[Referring expression data]
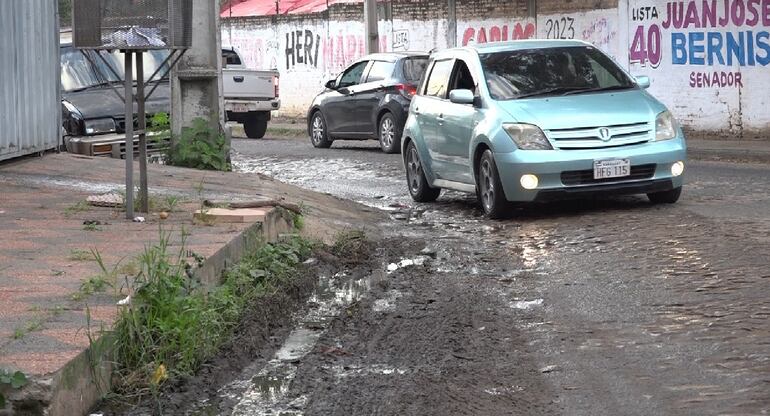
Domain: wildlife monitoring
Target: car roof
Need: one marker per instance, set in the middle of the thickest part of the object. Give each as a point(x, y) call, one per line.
point(392, 56)
point(513, 45)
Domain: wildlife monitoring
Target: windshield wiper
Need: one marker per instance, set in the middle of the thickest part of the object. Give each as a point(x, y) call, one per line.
point(556, 90)
point(610, 88)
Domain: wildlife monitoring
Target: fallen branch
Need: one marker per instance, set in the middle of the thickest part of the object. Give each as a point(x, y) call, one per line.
point(255, 204)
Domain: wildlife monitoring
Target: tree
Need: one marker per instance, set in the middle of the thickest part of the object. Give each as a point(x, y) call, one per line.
point(65, 13)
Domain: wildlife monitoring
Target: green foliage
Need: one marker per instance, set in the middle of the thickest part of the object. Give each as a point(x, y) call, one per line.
point(81, 255)
point(349, 242)
point(8, 379)
point(65, 13)
point(199, 147)
point(173, 324)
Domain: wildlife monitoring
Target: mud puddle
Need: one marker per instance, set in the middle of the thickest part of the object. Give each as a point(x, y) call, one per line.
point(265, 390)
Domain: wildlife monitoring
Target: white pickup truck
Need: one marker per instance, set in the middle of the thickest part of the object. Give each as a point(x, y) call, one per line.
point(249, 95)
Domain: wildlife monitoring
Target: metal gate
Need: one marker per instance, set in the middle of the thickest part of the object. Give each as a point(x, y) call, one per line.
point(30, 104)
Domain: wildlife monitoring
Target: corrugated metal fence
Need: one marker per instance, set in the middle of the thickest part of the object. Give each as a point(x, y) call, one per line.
point(30, 107)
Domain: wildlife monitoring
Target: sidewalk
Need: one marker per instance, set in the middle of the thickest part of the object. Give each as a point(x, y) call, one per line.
point(45, 254)
point(734, 150)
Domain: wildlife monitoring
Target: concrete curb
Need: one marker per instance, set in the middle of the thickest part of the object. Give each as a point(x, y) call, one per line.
point(81, 383)
point(729, 155)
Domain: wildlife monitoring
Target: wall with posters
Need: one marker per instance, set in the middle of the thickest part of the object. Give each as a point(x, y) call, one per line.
point(709, 60)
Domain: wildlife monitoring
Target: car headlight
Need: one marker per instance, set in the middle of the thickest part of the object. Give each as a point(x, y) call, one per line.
point(527, 136)
point(100, 126)
point(665, 126)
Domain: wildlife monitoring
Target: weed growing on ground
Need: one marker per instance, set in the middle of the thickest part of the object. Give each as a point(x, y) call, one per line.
point(10, 380)
point(199, 147)
point(349, 242)
point(80, 255)
point(80, 206)
point(91, 227)
point(172, 324)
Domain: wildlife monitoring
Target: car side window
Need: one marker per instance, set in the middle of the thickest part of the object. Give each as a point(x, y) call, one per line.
point(462, 79)
point(353, 75)
point(438, 80)
point(380, 70)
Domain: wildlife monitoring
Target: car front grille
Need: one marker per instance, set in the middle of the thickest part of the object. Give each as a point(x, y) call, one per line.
point(591, 137)
point(586, 177)
point(154, 146)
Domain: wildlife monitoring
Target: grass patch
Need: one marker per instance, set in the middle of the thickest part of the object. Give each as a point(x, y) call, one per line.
point(78, 254)
point(349, 242)
point(172, 324)
point(91, 227)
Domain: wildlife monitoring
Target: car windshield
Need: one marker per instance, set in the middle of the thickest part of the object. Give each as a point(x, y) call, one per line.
point(551, 71)
point(78, 73)
point(414, 68)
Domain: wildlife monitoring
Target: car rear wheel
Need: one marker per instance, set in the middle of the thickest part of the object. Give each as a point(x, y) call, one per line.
point(255, 128)
point(390, 134)
point(490, 189)
point(318, 134)
point(665, 197)
point(419, 188)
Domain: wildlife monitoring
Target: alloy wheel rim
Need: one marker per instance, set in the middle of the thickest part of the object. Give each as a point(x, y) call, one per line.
point(487, 185)
point(414, 171)
point(386, 132)
point(318, 130)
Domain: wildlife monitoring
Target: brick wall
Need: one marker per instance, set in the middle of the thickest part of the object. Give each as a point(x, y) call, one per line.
point(705, 97)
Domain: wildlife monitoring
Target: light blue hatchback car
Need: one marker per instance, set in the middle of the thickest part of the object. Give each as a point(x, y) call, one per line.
point(538, 120)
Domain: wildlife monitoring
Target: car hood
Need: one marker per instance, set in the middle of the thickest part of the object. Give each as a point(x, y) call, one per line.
point(584, 110)
point(102, 102)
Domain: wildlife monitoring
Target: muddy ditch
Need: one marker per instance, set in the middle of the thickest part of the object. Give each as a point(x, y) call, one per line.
point(251, 369)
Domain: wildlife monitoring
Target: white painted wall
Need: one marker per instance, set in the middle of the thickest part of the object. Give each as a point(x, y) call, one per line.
point(678, 65)
point(735, 109)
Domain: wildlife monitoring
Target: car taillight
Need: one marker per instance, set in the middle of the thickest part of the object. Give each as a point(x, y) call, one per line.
point(275, 83)
point(406, 90)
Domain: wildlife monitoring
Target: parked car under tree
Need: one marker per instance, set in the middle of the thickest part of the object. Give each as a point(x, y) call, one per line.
point(368, 100)
point(538, 120)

▸ WHAT IS NEEDED
When you transcribe the entries above, begin at their first line, end with the line containing "Target: sidewalk", and copy each line exactly without any picture.

▸ WRITTEN RESPONSE
Domain: wildlife monitoring
Target: car roof
Need: one marker per instance, set in the middle of the thickest part of the object. Give each as a point(x, y) call, one per line.
point(392, 56)
point(513, 45)
Domain: wildlife monitoring
Target: windshield wiper
Need: one marker per instance, set in the middle of the thickest part of the object. Give each as a point(x, y) call, one per line.
point(556, 90)
point(610, 88)
Domain: wildlife monitoring
Target: fallen branch
Need: one marker per instance, set in the middle of the thickest part of the object. Give each as a point(x, y) call, one per line.
point(255, 204)
Domain: wildlife monitoring
Target: tree
Need: one marker per instance, set in the middle of the thickest part of the object. Give each as a point(x, y) call, one per line.
point(65, 13)
Domain: wildlife monitoring
Target: green foliage
Need: one marker per instance, set in the middle of the thickest part of the object. Give each as a point(x, y) call, one per line.
point(81, 255)
point(349, 242)
point(8, 379)
point(65, 13)
point(199, 147)
point(173, 324)
Domain: wildlife monitoring
Target: mud puddle
Need: one marker per instance, set in the middle of the thickest part of the object. Give each as a point(x, y) call, one per line.
point(265, 390)
Domain: wildlife monitoring
Target: white pickup truck
Need: one marker per instance, set in the middle of the thickest part of the object. Give each as a point(x, y) call, one per line.
point(249, 95)
Domain: wildlife monitoring
Target: metal gate
Need: one marker per instance, set in the middle of the thickest part of the object. Give each as a point(x, y) call, one per line.
point(30, 104)
Domain: wildlife monitoring
Target: corrugated metal fence
Need: one marker per instance, set in the middle of the thickest part of the object. Give each as a point(x, y) call, one per line.
point(30, 107)
Domain: wildlife monitoring
Target: sidewalk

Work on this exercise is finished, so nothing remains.